TASK BRIEF: Starting at the first line of the listing below, repeat each line exactly until you have repeated the one containing "the porch column"; skip the pictures.

EXERCISE MATERIAL:
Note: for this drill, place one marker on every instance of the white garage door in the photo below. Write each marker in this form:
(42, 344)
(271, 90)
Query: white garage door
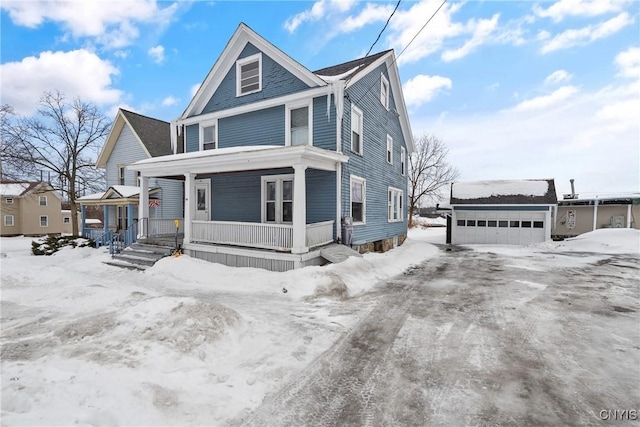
(499, 227)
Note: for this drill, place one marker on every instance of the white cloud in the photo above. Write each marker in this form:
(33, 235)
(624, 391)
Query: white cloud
(582, 36)
(629, 62)
(113, 24)
(558, 76)
(563, 8)
(482, 30)
(546, 101)
(157, 54)
(170, 100)
(76, 73)
(423, 88)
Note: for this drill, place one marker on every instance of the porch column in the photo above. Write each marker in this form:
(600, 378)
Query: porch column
(188, 206)
(143, 207)
(299, 211)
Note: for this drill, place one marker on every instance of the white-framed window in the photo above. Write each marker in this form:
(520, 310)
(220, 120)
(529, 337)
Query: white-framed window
(395, 203)
(209, 135)
(358, 196)
(121, 174)
(277, 199)
(249, 75)
(299, 124)
(384, 91)
(357, 119)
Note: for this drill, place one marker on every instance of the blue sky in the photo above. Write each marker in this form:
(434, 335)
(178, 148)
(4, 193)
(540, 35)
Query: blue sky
(516, 89)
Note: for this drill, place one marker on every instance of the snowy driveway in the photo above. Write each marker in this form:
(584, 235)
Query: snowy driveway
(477, 338)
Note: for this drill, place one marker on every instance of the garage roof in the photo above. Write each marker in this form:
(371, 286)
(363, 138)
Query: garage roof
(504, 192)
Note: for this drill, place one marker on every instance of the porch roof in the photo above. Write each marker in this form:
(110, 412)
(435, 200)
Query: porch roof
(237, 159)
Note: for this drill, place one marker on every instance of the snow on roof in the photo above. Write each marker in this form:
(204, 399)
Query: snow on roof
(483, 189)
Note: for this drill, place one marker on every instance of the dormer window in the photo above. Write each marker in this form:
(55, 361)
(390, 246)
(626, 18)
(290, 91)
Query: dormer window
(384, 91)
(249, 75)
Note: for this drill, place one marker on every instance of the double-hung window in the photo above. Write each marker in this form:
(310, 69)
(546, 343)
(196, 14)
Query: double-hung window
(249, 75)
(358, 199)
(277, 199)
(395, 203)
(356, 130)
(298, 121)
(384, 91)
(209, 136)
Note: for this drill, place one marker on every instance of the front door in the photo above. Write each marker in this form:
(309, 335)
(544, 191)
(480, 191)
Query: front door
(203, 202)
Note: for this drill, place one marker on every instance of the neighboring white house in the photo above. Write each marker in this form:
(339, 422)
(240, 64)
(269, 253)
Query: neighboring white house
(515, 212)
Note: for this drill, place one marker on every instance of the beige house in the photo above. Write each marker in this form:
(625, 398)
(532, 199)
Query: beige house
(581, 215)
(30, 209)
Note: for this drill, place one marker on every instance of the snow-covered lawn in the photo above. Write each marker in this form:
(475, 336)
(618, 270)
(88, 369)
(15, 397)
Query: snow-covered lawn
(189, 342)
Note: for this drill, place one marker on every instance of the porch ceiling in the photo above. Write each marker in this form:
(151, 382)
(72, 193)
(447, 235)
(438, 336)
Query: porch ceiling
(239, 159)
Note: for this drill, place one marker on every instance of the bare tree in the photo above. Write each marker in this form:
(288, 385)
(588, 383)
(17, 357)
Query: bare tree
(63, 139)
(429, 171)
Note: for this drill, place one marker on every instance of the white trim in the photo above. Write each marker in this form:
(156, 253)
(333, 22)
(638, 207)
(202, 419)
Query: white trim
(244, 61)
(205, 124)
(360, 129)
(362, 181)
(287, 120)
(263, 197)
(385, 101)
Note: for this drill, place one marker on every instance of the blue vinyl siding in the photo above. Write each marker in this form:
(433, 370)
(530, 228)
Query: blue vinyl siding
(276, 81)
(324, 129)
(192, 138)
(372, 165)
(263, 127)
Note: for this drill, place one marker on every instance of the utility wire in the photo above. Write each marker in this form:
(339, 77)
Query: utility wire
(405, 48)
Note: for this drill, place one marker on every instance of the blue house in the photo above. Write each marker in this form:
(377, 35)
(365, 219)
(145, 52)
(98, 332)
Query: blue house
(277, 161)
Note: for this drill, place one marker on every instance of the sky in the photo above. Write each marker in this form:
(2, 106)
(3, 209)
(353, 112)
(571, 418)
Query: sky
(515, 89)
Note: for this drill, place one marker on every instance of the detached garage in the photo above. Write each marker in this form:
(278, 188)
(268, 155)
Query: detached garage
(513, 212)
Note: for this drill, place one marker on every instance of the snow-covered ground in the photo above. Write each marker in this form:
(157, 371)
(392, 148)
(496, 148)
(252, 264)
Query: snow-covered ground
(189, 342)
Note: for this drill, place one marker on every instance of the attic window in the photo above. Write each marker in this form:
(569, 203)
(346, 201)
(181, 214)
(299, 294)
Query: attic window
(249, 75)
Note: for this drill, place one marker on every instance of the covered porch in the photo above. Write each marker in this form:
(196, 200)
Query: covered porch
(251, 201)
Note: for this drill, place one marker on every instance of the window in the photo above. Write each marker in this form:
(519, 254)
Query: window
(298, 122)
(356, 130)
(277, 196)
(249, 75)
(120, 175)
(358, 199)
(208, 136)
(395, 205)
(384, 91)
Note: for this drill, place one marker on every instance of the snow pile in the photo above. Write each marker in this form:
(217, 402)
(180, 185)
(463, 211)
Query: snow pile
(484, 189)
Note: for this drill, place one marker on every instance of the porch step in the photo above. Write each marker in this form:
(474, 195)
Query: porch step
(140, 256)
(336, 253)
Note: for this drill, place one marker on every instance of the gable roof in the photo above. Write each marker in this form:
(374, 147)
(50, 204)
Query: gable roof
(509, 192)
(154, 135)
(227, 59)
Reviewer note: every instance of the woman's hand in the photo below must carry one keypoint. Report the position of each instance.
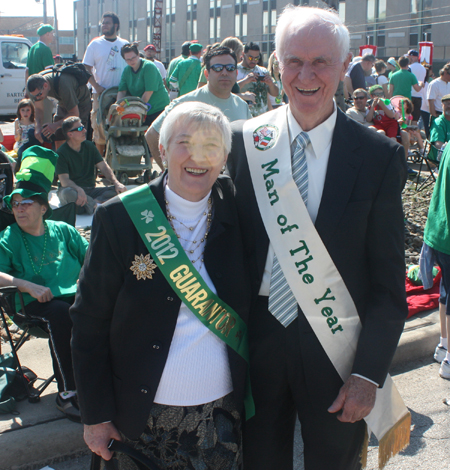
(40, 293)
(98, 436)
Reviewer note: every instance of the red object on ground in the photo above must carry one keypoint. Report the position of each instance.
(419, 299)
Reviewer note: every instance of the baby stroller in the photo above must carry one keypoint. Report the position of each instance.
(6, 177)
(124, 130)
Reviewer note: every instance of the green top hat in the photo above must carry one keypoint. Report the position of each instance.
(36, 174)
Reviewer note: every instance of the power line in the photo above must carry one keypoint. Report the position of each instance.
(381, 22)
(401, 27)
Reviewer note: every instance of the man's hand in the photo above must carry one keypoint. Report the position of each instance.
(248, 96)
(268, 79)
(120, 188)
(97, 438)
(40, 293)
(356, 399)
(50, 128)
(82, 198)
(37, 134)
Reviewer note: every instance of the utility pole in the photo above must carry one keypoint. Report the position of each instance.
(55, 25)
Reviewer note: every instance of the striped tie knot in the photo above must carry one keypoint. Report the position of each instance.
(282, 303)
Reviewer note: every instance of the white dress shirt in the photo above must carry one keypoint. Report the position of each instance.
(317, 154)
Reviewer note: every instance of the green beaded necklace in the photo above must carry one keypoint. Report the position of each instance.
(37, 278)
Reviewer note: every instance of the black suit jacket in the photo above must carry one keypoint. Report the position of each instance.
(360, 221)
(123, 327)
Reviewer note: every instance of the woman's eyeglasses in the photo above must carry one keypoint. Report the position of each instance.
(24, 203)
(220, 67)
(77, 129)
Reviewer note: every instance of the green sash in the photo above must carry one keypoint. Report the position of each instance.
(167, 252)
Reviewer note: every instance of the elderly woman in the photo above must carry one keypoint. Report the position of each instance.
(142, 78)
(159, 338)
(43, 259)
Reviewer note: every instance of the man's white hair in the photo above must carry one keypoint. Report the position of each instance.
(295, 17)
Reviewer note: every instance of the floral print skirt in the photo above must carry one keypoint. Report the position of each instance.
(202, 437)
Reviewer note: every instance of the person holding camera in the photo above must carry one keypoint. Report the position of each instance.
(256, 79)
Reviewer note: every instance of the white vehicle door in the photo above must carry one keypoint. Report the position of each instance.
(13, 56)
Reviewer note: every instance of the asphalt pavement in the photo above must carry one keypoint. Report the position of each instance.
(40, 435)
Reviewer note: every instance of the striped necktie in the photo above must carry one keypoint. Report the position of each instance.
(282, 303)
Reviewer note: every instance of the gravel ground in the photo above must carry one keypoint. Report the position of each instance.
(415, 207)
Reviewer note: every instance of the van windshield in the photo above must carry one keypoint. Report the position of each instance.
(14, 54)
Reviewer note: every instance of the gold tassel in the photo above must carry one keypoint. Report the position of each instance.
(364, 450)
(395, 440)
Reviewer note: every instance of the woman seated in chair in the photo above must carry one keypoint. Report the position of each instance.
(43, 258)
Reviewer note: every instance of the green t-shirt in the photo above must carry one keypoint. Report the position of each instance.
(233, 107)
(80, 166)
(186, 75)
(174, 63)
(64, 256)
(39, 57)
(402, 81)
(437, 228)
(147, 78)
(440, 130)
(260, 89)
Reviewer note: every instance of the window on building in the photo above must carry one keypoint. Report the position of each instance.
(66, 40)
(421, 21)
(240, 22)
(342, 11)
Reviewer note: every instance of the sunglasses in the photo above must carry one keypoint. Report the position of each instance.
(77, 129)
(220, 67)
(25, 203)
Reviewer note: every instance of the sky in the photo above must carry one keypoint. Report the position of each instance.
(64, 10)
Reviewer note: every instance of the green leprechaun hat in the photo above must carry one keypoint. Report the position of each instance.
(35, 177)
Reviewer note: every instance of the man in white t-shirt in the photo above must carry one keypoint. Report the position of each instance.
(436, 90)
(419, 71)
(104, 61)
(150, 54)
(220, 72)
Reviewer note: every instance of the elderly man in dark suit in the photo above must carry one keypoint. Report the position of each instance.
(354, 179)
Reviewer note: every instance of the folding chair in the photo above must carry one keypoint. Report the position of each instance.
(28, 325)
(431, 158)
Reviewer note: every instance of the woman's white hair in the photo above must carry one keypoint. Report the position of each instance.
(296, 17)
(196, 112)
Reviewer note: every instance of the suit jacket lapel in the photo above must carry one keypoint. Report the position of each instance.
(342, 171)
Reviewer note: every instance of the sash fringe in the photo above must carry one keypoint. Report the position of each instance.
(364, 449)
(395, 440)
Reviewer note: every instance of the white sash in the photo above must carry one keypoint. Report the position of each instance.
(309, 270)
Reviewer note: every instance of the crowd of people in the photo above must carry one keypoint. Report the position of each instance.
(401, 99)
(260, 278)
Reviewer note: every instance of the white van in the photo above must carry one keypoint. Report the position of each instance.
(13, 62)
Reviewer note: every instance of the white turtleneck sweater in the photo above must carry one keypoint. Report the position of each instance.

OUTPUT FOR THIS TASK:
Note: for this drill, place one marker on every instance of the white garage door in the photo below. Write each marker in this form:
(42, 344)
(271, 90)
Query: white garage door
(499, 227)
Note: for this drill, place one marker on every instance of the white cloud in the photo above. Write each marker in this form:
(33, 235)
(624, 391)
Query: white cloud
(582, 36)
(629, 62)
(113, 24)
(558, 76)
(563, 8)
(482, 30)
(546, 101)
(157, 54)
(170, 100)
(76, 73)
(423, 88)
Note: for this drill, place one marker on every instance of the porch column in the photo above. Write each marker in this form:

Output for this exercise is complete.